● Requirements
Copy out, unchanged, the lines in the entries below, starting with the line containing "Pick out the snorkeler" and going on through the line containing "x=97, y=374", with both of those lines included.
[Stored rows start]
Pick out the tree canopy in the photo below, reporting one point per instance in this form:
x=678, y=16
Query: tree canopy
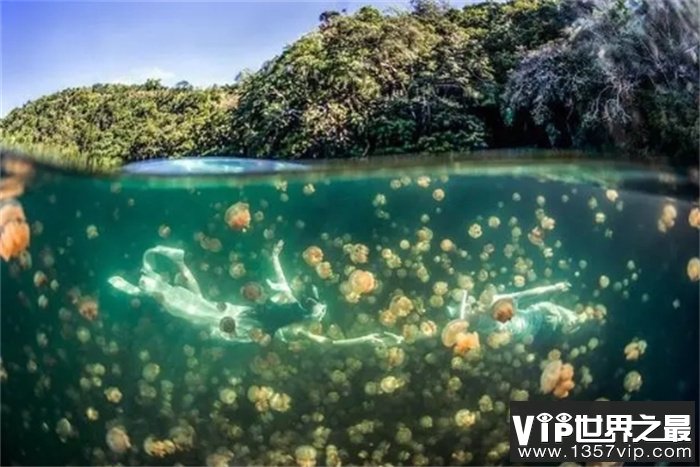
[Stored rows end]
[Stored rows start]
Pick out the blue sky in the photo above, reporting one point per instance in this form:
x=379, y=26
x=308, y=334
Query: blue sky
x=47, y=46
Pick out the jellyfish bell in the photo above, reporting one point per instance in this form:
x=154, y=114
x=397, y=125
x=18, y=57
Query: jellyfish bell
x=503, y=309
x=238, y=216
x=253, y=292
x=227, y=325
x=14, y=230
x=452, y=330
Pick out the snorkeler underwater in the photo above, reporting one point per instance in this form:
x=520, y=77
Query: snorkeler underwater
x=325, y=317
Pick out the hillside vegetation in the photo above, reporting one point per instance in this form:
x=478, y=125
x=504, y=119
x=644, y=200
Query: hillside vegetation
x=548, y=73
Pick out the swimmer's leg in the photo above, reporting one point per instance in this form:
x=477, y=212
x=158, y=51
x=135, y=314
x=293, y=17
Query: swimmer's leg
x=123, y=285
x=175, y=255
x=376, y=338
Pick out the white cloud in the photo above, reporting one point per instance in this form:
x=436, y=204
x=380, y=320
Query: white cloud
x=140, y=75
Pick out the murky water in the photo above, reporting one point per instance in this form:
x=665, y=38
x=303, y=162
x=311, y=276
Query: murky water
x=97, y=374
[Stored rows end]
● Result
Pick out the snorkeler underwater in the photo above, reporting one point per instance in this form:
x=520, y=77
Query: snorkeler underwater
x=325, y=317
Pick out the hillside vegetation in the photo above, reporting one point per instance in this form:
x=478, y=125
x=504, y=119
x=644, y=200
Query: hillside vegetation
x=548, y=73
Pick out the swimmer's leg in the photo above, reporting one point per instance in this form:
x=477, y=212
x=158, y=51
x=135, y=314
x=293, y=17
Query: swimmer's leg
x=123, y=285
x=175, y=255
x=376, y=338
Pick out the white cloud in the photo above, reporting one point per instance in this form:
x=436, y=204
x=380, y=320
Query: white cloud
x=140, y=75
Pick out the murky water in the photo above, reporting one point per instance in this form:
x=665, y=38
x=303, y=162
x=311, y=276
Query: murky water
x=97, y=374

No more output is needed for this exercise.